■ What the task asks
Lines to restate from the data below: from the one containing "[locate] white stone" to the one containing "[locate] mowed lawn", both included. Give them again exactly, and only them.

Start of Data to examine

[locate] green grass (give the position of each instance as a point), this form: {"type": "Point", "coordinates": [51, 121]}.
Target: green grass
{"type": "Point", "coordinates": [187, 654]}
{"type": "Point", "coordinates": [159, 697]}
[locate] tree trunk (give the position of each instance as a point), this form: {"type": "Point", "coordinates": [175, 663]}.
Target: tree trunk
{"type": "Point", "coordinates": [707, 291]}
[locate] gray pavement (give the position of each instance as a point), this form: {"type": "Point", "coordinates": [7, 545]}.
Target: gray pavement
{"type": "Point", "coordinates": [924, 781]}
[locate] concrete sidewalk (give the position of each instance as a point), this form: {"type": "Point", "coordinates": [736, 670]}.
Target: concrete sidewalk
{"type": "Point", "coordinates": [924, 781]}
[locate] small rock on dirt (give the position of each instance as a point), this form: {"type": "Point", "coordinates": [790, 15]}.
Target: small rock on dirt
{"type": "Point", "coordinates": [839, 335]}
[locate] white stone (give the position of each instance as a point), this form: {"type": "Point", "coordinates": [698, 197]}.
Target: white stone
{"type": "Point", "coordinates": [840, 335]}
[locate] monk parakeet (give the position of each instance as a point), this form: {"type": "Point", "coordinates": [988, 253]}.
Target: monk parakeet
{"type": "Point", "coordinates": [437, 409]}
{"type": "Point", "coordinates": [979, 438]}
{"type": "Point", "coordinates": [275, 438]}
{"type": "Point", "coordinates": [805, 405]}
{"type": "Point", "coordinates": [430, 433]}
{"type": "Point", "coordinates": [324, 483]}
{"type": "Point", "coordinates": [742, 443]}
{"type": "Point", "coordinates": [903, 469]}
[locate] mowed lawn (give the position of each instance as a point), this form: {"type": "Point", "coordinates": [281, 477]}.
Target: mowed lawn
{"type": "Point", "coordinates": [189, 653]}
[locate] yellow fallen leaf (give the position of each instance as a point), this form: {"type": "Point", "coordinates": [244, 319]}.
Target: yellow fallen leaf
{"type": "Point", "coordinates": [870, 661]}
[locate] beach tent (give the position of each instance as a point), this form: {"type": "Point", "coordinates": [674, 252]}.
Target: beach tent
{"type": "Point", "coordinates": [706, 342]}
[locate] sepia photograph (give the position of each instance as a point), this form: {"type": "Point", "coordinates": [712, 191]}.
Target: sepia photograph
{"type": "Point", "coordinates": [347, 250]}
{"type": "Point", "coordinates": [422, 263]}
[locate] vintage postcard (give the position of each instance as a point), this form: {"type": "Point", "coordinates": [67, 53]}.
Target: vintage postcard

End of Data to examine

■ Exercise solution
[locate] white stone (give the position of each instance as a point), this form: {"type": "Point", "coordinates": [698, 197]}.
Target: white stone
{"type": "Point", "coordinates": [840, 335]}
[locate] monk parakeet (give the position of each instance as a point), this form: {"type": "Point", "coordinates": [988, 253]}.
Target: monk parakeet
{"type": "Point", "coordinates": [437, 409]}
{"type": "Point", "coordinates": [979, 438]}
{"type": "Point", "coordinates": [275, 438]}
{"type": "Point", "coordinates": [805, 405]}
{"type": "Point", "coordinates": [430, 433]}
{"type": "Point", "coordinates": [324, 483]}
{"type": "Point", "coordinates": [742, 443]}
{"type": "Point", "coordinates": [903, 469]}
[locate] mowed lawn (give the position of each instance as a point), this form: {"type": "Point", "coordinates": [281, 477]}.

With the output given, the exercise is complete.